--- BEGIN Selected extract ---

On Shotguns

Borepatch confesses he’s not in love with shotguns. He obviously thinks there’s some shame in that, so I thought I’d pitch in.

Me neither. Compared to rifles shotguns are heavy, kick more, and hold less ammo. As for ballistics I’m also not floored with them, and because of the weight of the payload and the fact that most shotguns use fast-burning powder more frequently found in pistols rather than rifles their recoil is PUNISHING with full-power loads.

As a new shooter I was lucky enough to know somebody who owned a Weatherby Rifle in .460 Weatherby Magnum, now this is one of the more powerful of the African Dangerous Game loads, and the Rifle was a safari gun, not a bench gun so while not feather-light, it wasn’t a gun you wouldn’t be able to lug across the veldt of Africa. It kicked, and was a challenge to shoot…but that rifle paled in comparison to a simple Winchester 12 Gage loaded with #00 Buckshot. Think about that for a second, the .460 a skilled hunter can kill an African Bull Elephant weighing in at maybe 8 tons at over 200 yards with a single shot….meanwhile that 12 Gauge #00 buck is typically deployed against white-tailed deer weighing in generally under 175lbs at ranges inside of 50 yards. Heck Zercool has hunted turkey with an 870 Magnum shooting 3.5″ shells holding 2oz of turkey shot, and that gun is downright unpleasant to shoot, and he’s using that against fucking BIRDS.

--- END Selected extract ---

To be done.
• 1. In the piece on shotguns, what weight does it give for the African Bull Elephant that the .460 can kill?
• 2. Continue the piece on shotguns from its final sentence.

--- BEGIN Dataset entries ---

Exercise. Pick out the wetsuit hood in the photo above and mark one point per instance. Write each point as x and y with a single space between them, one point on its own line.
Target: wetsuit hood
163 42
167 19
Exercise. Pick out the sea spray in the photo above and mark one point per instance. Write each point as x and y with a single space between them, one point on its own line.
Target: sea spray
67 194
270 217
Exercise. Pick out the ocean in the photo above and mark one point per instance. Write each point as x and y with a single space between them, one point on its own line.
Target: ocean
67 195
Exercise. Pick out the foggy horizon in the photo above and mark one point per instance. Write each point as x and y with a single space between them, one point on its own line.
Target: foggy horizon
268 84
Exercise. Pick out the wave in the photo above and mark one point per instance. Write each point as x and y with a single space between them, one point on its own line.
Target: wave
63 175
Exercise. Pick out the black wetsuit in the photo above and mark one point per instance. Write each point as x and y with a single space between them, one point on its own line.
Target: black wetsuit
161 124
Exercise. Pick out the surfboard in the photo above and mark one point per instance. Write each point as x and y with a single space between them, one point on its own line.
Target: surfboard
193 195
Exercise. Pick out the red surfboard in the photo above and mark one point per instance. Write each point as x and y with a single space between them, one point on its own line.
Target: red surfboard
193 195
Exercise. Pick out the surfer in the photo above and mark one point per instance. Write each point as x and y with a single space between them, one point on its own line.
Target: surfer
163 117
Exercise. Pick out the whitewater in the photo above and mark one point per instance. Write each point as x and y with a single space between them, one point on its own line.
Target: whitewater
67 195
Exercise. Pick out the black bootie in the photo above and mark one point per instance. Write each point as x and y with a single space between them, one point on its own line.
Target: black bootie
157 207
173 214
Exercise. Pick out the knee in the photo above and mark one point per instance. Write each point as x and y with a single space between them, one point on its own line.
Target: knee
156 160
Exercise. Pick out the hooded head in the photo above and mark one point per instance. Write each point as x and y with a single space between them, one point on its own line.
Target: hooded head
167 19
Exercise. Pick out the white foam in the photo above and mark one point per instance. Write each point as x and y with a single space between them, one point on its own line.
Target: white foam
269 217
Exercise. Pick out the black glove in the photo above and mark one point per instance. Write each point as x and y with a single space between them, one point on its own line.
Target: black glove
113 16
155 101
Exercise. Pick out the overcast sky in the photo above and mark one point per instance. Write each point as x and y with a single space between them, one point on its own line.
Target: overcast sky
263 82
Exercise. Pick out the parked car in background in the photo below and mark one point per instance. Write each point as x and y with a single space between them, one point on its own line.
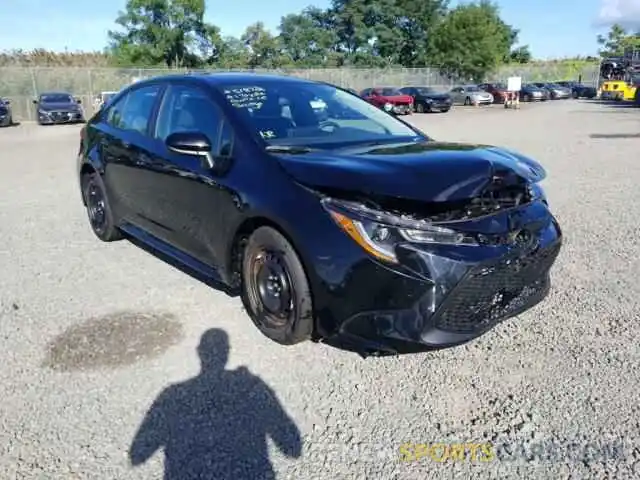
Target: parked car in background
498 90
102 98
427 99
579 90
532 93
58 107
389 99
556 92
367 235
6 114
470 95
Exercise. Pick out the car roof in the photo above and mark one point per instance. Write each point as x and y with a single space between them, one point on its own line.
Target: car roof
54 92
226 78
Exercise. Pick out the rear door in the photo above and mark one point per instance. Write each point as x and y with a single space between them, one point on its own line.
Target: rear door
125 147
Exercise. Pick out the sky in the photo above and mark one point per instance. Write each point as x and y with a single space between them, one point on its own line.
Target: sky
551 28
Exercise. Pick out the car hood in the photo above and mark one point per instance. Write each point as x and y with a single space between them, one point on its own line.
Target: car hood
47 107
428 171
397 98
437 96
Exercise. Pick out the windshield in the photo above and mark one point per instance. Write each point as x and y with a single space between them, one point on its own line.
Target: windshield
56 98
288 113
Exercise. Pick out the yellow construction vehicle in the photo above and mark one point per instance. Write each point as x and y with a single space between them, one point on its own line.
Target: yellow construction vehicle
619 76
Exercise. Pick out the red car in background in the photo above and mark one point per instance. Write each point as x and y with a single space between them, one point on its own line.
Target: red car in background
498 90
390 99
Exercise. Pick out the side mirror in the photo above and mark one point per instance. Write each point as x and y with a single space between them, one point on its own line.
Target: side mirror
197 144
189 143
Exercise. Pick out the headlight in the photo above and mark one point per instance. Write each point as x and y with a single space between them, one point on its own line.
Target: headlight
379 233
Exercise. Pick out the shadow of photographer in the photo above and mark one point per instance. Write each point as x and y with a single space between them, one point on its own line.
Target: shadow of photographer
215 425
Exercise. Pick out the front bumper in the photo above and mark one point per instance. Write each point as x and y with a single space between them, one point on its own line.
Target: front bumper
451 295
59 117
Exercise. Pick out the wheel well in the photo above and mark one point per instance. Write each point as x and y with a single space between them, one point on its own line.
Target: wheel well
240 240
85 170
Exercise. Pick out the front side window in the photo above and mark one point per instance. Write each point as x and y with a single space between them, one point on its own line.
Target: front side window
312 115
133 111
188 109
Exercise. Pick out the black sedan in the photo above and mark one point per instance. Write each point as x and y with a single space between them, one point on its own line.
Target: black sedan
532 93
362 232
6 115
58 107
427 99
579 90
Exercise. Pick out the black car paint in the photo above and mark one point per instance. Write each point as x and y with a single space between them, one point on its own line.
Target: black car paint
579 90
430 100
176 205
6 113
58 112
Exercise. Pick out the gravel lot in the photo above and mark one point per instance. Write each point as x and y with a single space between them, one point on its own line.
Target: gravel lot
94 334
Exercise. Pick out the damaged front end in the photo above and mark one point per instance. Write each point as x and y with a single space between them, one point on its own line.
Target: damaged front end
477 261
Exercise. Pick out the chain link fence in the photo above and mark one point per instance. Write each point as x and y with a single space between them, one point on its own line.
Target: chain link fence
22 84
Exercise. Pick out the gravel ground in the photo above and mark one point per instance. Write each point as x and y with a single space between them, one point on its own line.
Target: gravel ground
96 336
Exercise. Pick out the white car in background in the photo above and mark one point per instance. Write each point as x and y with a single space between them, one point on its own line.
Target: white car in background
102 98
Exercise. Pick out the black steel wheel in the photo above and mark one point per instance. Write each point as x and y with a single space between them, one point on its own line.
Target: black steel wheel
98 209
275 289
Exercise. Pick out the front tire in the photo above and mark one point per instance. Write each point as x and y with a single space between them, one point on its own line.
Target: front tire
275 289
98 208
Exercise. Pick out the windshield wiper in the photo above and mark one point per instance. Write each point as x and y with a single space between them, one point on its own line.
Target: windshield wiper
288 149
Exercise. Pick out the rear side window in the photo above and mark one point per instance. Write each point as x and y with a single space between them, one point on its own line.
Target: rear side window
133 111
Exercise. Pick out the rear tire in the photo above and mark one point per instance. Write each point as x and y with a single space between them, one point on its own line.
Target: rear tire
98 208
275 289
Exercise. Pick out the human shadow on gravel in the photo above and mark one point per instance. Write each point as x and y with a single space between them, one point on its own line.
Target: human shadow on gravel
215 425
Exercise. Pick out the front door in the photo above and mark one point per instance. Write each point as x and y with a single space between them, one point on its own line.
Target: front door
124 148
188 195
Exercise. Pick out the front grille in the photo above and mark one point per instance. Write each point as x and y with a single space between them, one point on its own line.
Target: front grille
491 293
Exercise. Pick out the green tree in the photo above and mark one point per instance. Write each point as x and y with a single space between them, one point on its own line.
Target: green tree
520 55
616 40
471 41
307 37
168 32
417 22
265 49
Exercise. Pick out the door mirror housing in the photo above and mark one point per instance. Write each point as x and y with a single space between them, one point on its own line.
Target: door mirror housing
198 144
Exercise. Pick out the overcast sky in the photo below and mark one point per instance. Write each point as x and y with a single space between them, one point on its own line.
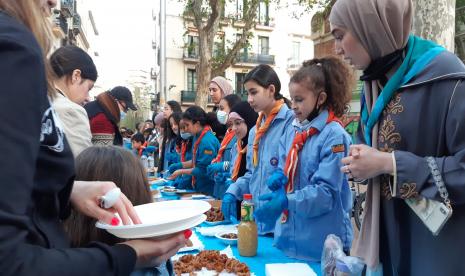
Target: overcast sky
126 30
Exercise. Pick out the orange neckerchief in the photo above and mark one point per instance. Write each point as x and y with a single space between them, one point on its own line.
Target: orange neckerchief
237 165
141 149
224 144
183 150
196 146
261 130
293 156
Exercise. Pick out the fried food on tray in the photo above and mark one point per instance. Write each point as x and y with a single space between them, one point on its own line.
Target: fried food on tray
211 260
214 214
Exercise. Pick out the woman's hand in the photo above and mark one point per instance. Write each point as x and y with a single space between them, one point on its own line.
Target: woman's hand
366 162
177 173
155 252
86 195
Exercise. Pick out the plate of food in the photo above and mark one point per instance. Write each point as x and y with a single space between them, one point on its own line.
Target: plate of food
161 218
214 217
209 262
184 191
169 190
158 182
227 237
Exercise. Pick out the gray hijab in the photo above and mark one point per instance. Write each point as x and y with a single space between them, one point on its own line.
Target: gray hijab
381 26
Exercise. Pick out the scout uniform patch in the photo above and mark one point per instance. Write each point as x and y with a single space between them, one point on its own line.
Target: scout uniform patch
338 148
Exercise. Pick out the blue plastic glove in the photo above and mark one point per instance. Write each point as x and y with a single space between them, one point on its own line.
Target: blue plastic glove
172 157
228 182
219 178
171 183
174 167
214 168
276 180
150 149
228 207
270 211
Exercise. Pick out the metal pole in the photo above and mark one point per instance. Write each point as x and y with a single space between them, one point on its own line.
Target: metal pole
163 48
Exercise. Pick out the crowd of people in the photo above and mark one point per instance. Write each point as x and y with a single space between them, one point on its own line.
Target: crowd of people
61 152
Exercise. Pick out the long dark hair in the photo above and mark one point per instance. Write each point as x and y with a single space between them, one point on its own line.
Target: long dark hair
265 76
107 163
167 132
331 75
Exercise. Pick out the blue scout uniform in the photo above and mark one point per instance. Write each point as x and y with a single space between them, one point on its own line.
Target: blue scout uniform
185 181
254 180
322 200
206 152
220 181
170 150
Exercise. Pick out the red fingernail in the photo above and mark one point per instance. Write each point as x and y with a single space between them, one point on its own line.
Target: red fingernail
114 221
187 233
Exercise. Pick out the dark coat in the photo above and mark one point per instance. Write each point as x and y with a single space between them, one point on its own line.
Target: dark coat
425 118
37 172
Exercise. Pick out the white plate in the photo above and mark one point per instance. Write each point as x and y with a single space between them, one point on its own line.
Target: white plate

--- END Dataset entries ---

Expected outputs.
• 1. Maybe 8 tons.

• 2.
Meanwhile my FAL weighs about the same as my Mossberg 590 Trench gun, holds 20 rounds to the Mossy’s 8 (which is in a “High-capacity” extended magazine), and I can land shots on a man-sized silhouette at 100 yards offhand without really trying and using cheap steel-cased factory practice ammo. Also while skilled shotgunners can top off their magazines scary fast with practice, I can stuff a fresh box of 20 into my FAL at an unimpressive speed before they’ve managed to stuff 8 new shells into their tube.

As I said over at Borepatch’s place Overall If I’m in need, I’ll be reaching for a handgun to fight to my rifle, and if I ever need to leave my home in times of extreme danger I’ll grab my archaic SKS rifle before I bother to cart the Scatter-gun around.

Now that’s not to say that shotguns suck. Logistically they’re pretty awesome as in situations where an angry mob or home invaders needs to be fired upon, chances are they won’t be wearing body armor (even soft body armor rated for pistol shot will generally defeat buckshot) and they won’t be sticking around for you to run your tube dry, let alone wait for you to reload, and a solid hit with #00 buck generally is seen as one of the best one-shot-stoppers out there.

Still I just think a rifle runs better, so I’ll be sticking with that.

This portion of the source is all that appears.